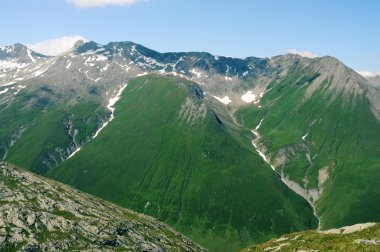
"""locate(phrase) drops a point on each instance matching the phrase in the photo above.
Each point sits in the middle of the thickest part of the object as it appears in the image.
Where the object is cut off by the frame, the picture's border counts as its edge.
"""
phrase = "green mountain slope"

-- -- --

Task description
Reproduce the listing above line for line, without changing any characters. Omit the picture from your copy.

Expected answer
"""locate(phrase) drops a point on each instance matching the phrase in the photo above.
Each point sits in the middle of the thickest part of the object as it appears in the image.
Where the object is cut off by the frame, the picture's border counts as its edge.
"""
phrase = "green mountain slope"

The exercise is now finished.